> Supplied text:

Herschel Hammon, who the prosecution claimed had assaulted his wife Amy, was convicted of domestic battery. Shortly after a report of a domestic disturbance, two officers arrived at the Hammon home, and asked the alleged victim what had happened; she said “everything was okay.” An officer then spoke to Mr. Hammon, who sdaid that he and his wife had “been in an argument” that “never became physical.” That officer returned to Ms. Hammon, who was in another room, and asked her again what had occurred. This time, Amy Hammon made a detailed statement regarding the incidents up to and including the alleged assault. Immediately thereafter, the officer asked her to fill out and sign an affidavit reciting these allegations, and she did so. The prosecutor subpoenaed the complainant, but she was not present at trial. The trial court (pre- Crawford) admitted the oral statement as an excited utterance and the affidavit as a present sense impression.

 

The Supreme Court’s Decision

The Court’s self-described holding regarding whether statements elicited by police are testimonial ignores the declarant’s motive or reasonable expectation, and focuses instead solely on an objective assessment of the motivation of the interrogating officer:

Statements are nontestimonial when made in the course of

Police interrogation under circumstances objectively indicating

that the primary purpose of the interrogation is to enable police

assistance to meet an ongoing emergency. They are testimonial

when the circumstances objectively indicate that there is no

such ongoing emergency, and that the primary purpose of the

interrogation is to establish or prove past events potentially

relevant to later criminal prosecution.

> Tasks:
(a) In the passage about the Hammon case, under what rationale did the trial court admit Amy Hammon's affidavit?
(b) From the passage about the Hammon case, echo everything from "such ongoing emergency, and" down to "later criminal prosecution.".
The records that follow have no connection to the passage about the Hammon case.

> Material supplied:
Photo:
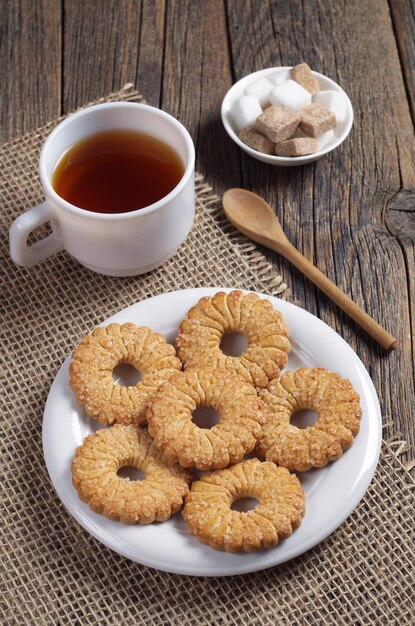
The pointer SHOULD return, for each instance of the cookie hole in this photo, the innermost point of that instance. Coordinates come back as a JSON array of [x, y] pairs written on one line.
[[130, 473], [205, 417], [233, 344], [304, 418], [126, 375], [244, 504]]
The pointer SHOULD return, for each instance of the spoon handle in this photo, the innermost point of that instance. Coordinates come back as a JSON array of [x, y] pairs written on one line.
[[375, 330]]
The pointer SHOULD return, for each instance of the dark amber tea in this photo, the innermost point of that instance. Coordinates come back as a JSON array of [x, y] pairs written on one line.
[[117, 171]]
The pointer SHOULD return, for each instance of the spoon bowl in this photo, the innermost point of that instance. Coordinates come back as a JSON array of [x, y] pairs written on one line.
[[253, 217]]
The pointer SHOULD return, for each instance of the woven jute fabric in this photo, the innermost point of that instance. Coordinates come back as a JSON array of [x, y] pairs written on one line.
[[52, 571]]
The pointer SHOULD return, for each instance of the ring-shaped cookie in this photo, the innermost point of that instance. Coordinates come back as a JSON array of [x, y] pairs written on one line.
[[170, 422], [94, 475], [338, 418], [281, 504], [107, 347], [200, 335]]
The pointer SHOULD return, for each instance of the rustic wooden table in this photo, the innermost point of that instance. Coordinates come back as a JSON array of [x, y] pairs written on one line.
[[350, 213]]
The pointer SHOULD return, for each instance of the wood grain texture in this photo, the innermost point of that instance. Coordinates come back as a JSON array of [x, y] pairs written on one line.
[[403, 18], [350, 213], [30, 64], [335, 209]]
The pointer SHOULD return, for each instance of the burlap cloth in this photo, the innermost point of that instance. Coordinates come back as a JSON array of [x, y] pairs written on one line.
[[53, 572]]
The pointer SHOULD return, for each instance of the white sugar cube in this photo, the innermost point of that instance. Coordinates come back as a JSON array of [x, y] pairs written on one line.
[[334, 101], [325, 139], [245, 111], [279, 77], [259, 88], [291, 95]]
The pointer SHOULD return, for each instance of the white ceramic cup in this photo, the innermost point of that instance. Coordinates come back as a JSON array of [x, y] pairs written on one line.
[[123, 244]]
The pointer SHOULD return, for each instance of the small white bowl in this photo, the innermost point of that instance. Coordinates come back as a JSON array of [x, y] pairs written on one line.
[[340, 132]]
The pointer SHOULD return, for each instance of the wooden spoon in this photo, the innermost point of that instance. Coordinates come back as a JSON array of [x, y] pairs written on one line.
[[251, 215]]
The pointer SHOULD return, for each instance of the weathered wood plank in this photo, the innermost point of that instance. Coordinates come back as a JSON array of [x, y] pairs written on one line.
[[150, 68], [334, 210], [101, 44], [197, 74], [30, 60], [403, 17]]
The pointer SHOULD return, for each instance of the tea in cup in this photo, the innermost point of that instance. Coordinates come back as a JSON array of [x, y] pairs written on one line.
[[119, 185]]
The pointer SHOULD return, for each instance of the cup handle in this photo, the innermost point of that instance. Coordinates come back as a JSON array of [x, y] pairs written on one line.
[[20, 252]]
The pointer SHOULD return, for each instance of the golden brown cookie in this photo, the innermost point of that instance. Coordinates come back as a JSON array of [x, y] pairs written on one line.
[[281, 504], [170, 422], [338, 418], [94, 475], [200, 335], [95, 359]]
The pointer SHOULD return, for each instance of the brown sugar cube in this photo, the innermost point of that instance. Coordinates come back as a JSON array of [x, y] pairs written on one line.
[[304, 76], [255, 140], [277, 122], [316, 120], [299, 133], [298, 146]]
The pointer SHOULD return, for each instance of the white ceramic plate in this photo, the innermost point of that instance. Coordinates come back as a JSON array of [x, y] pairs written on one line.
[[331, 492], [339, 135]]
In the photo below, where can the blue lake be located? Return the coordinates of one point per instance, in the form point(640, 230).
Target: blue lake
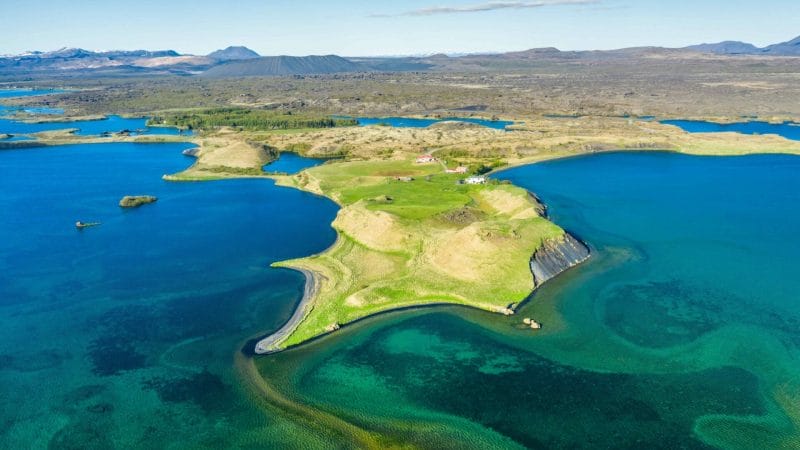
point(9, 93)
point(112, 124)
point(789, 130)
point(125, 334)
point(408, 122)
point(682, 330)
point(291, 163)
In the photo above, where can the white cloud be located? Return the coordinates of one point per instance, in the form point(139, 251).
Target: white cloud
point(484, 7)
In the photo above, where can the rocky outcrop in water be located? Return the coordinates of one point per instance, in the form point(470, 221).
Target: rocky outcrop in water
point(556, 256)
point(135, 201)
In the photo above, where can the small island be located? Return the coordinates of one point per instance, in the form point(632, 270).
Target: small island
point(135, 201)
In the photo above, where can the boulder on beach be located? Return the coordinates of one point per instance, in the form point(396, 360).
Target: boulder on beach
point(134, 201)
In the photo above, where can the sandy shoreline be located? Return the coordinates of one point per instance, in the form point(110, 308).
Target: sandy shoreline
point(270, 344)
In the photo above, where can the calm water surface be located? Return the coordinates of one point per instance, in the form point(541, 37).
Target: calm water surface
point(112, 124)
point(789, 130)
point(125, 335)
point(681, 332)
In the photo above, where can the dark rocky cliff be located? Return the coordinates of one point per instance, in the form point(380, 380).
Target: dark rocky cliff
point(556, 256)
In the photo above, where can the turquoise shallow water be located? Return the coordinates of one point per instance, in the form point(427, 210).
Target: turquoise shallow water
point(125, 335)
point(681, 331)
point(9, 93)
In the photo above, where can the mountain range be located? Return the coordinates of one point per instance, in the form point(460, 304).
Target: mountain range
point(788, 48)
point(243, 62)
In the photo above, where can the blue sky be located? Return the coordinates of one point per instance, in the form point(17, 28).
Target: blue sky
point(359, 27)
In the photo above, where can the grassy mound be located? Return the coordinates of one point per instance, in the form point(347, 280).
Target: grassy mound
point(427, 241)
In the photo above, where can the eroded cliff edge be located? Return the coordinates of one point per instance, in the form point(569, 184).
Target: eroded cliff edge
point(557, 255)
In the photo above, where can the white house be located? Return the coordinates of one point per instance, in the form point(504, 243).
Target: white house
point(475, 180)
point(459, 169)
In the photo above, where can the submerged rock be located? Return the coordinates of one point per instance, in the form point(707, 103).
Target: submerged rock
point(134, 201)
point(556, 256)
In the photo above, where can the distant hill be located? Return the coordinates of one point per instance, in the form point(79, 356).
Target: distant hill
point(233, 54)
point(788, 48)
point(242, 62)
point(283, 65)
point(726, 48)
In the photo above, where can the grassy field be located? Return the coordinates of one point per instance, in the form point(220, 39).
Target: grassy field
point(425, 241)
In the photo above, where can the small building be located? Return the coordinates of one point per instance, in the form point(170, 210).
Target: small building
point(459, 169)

> Correct answers:
(a) As a present sense impression.

(b)
such ongoing emergency, and that the primary purpose of the

interrogation is to establish or prove past events potentially

relevant to later criminal prosecution.